__ESTRATTO DEL DOCUMENTO__:
Infatti, l’outfit non diverge da quello dell’influencer Chiara Ferragni mascherata da black block quando, incappucciata e con lo smartphone alla mano per le proteste del movimento “Black lives matter”, molto trendy lo scorso giugno, si faceva fotografare con un cartoncino mezzo ciaccato con la scritta “fuck racism”.

Tra i vari video, c’è anche quello di un ragazzino dal look new wave, capelli cotonati e microfono a forma di pollo, che rivela come la partecipazione alla manifestazione pro Navalny potrebbe portare alla carcerazione, ma occorre rischiare in nome della rivoluzione, afferma, “e se deciderai di andare anche tu”, spiega, “in questo video ti dirò di quel che hai bisogno: guanti e mascherina”.

Meglio di niente.

“Condividi questo video” conclude, indossando occhiali vintage anni Ottanta, “questo giorno sarà ricordato nella storia!”. Senz’altro. Insieme a questi bei filmati.

E ce ne sono centinaia su YouTube: l’analisi è interessante per capire da chi è costituito il seguito dei sostenitori del nuovo messia russo.

Di fatti, se Domenico Losurdo parlava di un romanticismo rivoluzionario che si ha nell’atteggiamento che taluni hanno di fronte alla figura di Ernesto Che Guevara, in grado di suscitare emozioni ed entusiasmo allorché si pensa al guerrigliero rivoluzionario, dimidiandone il profilo, dimenticando che egli è stato anche il teorico della lotta contro l’aggressione economica, oggi, per vivere quel “romanticismo rivoluzionario” privo di teorizzazioni e contenuti, pare sia sufficiente molto meno: l’outfit giusto, gli after-effects di un’app e un jingle da associare alla causa.

La rivoluzione è tutta nella moda, nella forma e negli effetti: è con questi travestimenti di tendenza che nel 2021 in molti scendono in piazza.

Per contro Navalny, dal box di vetro in cui si trovava come imputato, al momento della sentenza ha disegnato con le dita un cuoricino sulla vetrata, poi unendo pollici e indici ha fatto anche un cuore rivolto, dicono, alla moglie, notizia sensazionale che ha fatto il giro del mondo. Veramente.

__COMPITI DA SVOLGERE__:
1. Ritrascriva il brano, iniziando da "Meglio di niente." e proseguendo fino a "questi bei filmati.".
2. Risponda alle seguenti domande in base al brano:
(a) Quale forma ha il microfono del ragazzino dal look new wave?
(b) Di che cosa, secondo il ragazzino, ha bisogno chi decide di andare alla manifestazione?
(c) Che cosa ha disegnato Navalny con le dita sulla vetrata al momento della sentenza?
I dati non hanno alcuna rilevanza per il lavoro sul brano.

__DATI FORNITI__:
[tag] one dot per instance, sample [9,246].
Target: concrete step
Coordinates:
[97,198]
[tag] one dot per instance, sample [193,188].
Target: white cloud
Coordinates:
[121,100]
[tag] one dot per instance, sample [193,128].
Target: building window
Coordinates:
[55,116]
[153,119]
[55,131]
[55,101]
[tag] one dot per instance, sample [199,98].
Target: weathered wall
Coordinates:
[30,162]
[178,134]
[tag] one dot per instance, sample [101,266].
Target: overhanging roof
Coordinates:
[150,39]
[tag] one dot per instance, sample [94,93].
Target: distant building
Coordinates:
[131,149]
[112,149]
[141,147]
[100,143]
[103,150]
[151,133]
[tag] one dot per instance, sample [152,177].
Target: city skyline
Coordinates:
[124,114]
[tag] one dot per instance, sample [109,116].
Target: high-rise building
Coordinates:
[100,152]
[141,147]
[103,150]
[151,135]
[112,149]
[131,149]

---

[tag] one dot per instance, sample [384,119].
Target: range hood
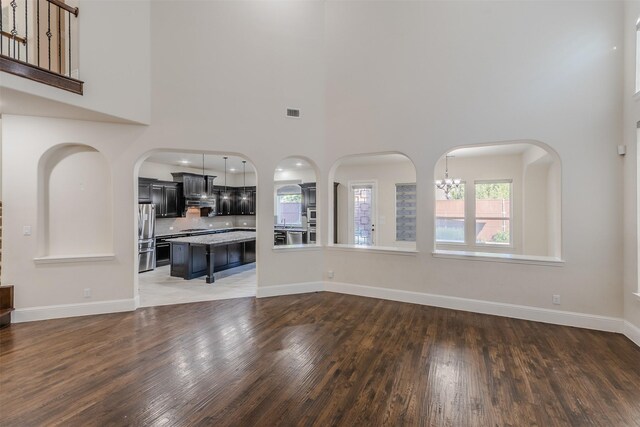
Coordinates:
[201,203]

__RISPOSTE AI COMPITI__:
1.
Meglio di niente.

“Condividi questo video” conclude, indossando occhiali vintage anni Ottanta, “questo giorno sarà ricordato nella storia!”. Senz’altro. Insieme a questi bei filmati.

2.
(a) La forma di un pollo.
(b) Guanti e mascherina.
(c) Un cuoricino.